SET PROBLEM
Can you rewrite the entries below with "Drop one point per instance" replaced by "Place a single point on each instance" and every other word left unchanged?

RECORDS PROVIDED
- - - -

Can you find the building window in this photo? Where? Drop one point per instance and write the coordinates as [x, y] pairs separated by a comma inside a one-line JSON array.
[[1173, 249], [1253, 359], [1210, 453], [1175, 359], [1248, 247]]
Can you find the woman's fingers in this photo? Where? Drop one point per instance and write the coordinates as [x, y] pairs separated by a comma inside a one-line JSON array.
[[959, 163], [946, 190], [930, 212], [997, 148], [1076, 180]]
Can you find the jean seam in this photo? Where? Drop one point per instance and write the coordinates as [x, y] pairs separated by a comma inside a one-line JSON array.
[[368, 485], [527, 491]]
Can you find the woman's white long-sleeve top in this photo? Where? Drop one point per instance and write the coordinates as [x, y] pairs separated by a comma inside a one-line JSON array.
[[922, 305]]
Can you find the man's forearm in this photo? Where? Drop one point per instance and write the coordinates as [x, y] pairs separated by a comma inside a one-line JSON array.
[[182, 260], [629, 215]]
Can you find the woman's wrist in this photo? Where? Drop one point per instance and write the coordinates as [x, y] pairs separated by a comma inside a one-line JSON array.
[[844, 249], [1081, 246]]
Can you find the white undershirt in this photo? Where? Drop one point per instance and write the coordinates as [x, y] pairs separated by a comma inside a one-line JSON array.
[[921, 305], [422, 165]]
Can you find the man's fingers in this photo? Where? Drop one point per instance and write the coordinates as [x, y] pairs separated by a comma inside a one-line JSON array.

- - - -

THE OUTPUT
Can you find the building window in this photo? Where? Place a single point on each instance and write the coordinates as [x, y] pairs separated by a comma inside a one-line JSON array.
[[1173, 249], [1253, 359], [1210, 453], [1175, 359], [1248, 247]]
Can you find the woman's fingers in this photo? Where? Place a single point on each instance and write the coordinates as [x, y] pairs separated by a comma inside a one-line JSON array.
[[959, 163], [946, 190], [930, 212], [997, 148], [1076, 180]]
Can you find the jean seam in this photo? Where? Place a single point on each instance and write the coordinates as [x, y] pairs separated by a comma inside a one-line JSON array.
[[368, 485], [527, 491]]
Can you find the woman's white long-sleeve top in this photo? Where? Place a single point on each instance and write the coordinates as [x, y] pairs separated by a comma inside a one-line JSON array.
[[922, 305]]
Can you find the man's forearm in this photo? Where? Place a single point on each instance and write the coordinates as [x, y] pairs separated by a comma inside a one-line JSON array.
[[182, 260], [629, 215]]
Can you find the woman's wrist in this photo? Where? Place a single point on each instance and write the coordinates as [x, y] pairs separated by a comma inside a one-line JSON array.
[[844, 249], [1081, 246]]
Can you find the white undershirt in this photo? Where? Place a single point on each instance and write the coordinates as [x, y] pairs separated by a comma inside a one-line JSON array.
[[921, 305], [422, 165]]
Can you find the man's fingers in this photo? Where? Place a single point on each instance and write the coordinates as [x, y] pairs separated by a comma inside a one-line JSON array.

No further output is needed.